*** TEXTO PARA LEITURA ***
No caso da letra da música, essa referência está às voltas do livro The Sword in the Stone do escritor britânico T. H. White, publicado em 1938, inicialmente como um trabalho independente, mas que acabou fazendo parte da primeira parte de uma tetralogia, The Once and Future King
Este é um conto fantástico sobre a infância do Rei Artur, sendo também uma obra singular que combina elementos de lenda, história, fantasia e comédia. A  Disney adaptou a história a um filme de animação – A Espada Era Lei já tem quase seis décadas (1963).

Mas quem é Corum?
Corum Jhaelen Irsei ("the Prince in the Scarlet Robe" ou "o Príncipe do Manto Escarlate") é o nome de um herói na série de duas trilogias escritas pelo autor Michael Moorcock. Sua primeira aparição foi nos livros The Knight of the Swords, The Queen of the Swords e The King of the Swords (todos de 1971).

Em seguida, no trecho supracitado, temos as referências diretas ao Alice no País das Maravilhas, livro de 1865 escrito por Charles Lutwidge Dodgson sob o pseudônimo de Lewis Carroll. O conto brinca muito com a lógica e isso acabou gerando um público tanto infantil, quanto adulto. É uma das obras inglesas que mais influenciou a cultura e a literatura popular no século XIX, especialmente no que diz respeito ao gênero da fantasia.

Don't fear the lion nor the witch
(Não tenha medo do leão, nem a bruxa)

Essa única passagem merece destaque: o Leão e a Bruxa poderiam até ser sobre Mágico de Oz - isto é, o Leão Covarde e a Bruxa Má do Oeste -, mas na real Hansi está se referindo ao livro de C. S. Lewis - As Crônicas de Nárnia, especificamente a primeira parte: O Leão, A Feiticeira e o Guarda-Roupa
Esta a obra mais conhecida de Lewis, considerada um clássico da literatura com 7 volumes publicados entre 1950 e 1956. Lewis era muito amigo de Tolkien no tempo em que eram professores de Oxford. Apesar das diferenças em alguns pontos, especificamente com relação às escolhas sobre suas carreiras literárias, tinham gostos em comum e eram almas irmãs. 

Com mais de 7 minutos de duração, Imaginations From The Otherside começa de fato, climática e sombria dando a deixa pelo que estaria por vir. 

Stranded in the real world
Left in a world no place for daydreams
Serious life I fall into
I fall into a dark hole
And I can't come out
(Encalhado no mundo real / Deixado em um mundo, não há lugar para devaneios / Vida séria, eu caí / Eu cai em um buraco escuro / E eu não posso sair)

Além de citar obras fantásticas grandiosas para o gênero, a letra parece reclamar os tempos infantis em que as imaginações fluíam e em que era possível "viajar" para outros mundos. Num rompante de desconforto, a vida adulta, o mundo real parece mais duro e deixando a maioria de nós, perdidos e à procura de um escape.

So I look into myself
To the days when I was just a child...
***
- [TAREFA DO EXERCÍCIO 1] Reproduza, sem nenhuma alteração, as linhas dos registros que vão do início dos registros até a linha que contém "59], [145, 52]]]", ambas incluídas.
*** REGISTROS ARMAZENADOS ***
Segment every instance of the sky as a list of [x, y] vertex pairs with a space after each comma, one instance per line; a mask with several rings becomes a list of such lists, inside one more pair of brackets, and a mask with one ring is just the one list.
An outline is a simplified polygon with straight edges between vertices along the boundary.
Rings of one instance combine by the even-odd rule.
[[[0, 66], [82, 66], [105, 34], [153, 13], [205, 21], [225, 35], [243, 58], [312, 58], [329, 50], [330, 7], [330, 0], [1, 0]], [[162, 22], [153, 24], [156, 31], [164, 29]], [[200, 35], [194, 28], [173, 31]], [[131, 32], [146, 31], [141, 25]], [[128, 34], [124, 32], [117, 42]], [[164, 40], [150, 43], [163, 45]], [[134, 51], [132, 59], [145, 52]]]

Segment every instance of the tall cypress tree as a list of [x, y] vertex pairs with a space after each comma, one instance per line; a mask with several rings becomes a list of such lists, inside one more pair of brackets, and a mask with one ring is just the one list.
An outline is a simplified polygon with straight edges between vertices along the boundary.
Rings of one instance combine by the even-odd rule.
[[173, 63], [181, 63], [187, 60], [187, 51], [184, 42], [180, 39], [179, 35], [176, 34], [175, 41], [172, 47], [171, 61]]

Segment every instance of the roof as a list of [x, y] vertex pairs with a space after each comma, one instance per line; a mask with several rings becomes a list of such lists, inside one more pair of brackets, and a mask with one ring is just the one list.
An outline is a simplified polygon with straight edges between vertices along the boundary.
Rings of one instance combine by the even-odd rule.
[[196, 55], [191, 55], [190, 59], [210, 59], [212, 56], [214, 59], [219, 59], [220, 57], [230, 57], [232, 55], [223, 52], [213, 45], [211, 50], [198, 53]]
***
- [TAREFA DO EXERCÍCIO 2]
Responda com base no texto:
(a) Em que ano foi publicado o livro The Sword in the Stone?
(b) Sob qual pseudônimo Charles Lutwidge Dodgson escreveu Alice no País das Maravilhas?
(c) Entre quais anos foram publicados os volumes de As Crônicas de Nárnia?

- [RESPOSTA ESCRITA 1]
Segment every instance of the sky as a list of [x, y] vertex pairs with a space after each comma, one instance per line; a mask with several rings becomes a list of such lists, inside one more pair of brackets, and a mask with one ring is just the one list.
An outline is a simplified polygon with straight edges between vertices along the boundary.
Rings of one instance combine by the even-odd rule.
[[[0, 66], [82, 66], [105, 34], [153, 13], [205, 21], [225, 35], [243, 58], [312, 58], [329, 50], [330, 7], [330, 0], [1, 0]], [[162, 22], [153, 24], [156, 31], [164, 29]], [[200, 35], [194, 28], [173, 31]], [[131, 32], [146, 31], [141, 25]], [[128, 34], [124, 32], [117, 42]], [[164, 40], [150, 43], [163, 45]], [[134, 51], [132, 59], [145, 52]]]

- [RESPOSTA ESCRITA 2]
(a) Em 1938.
(b) Lewis Carroll.
(c) Entre 1950 e 1956.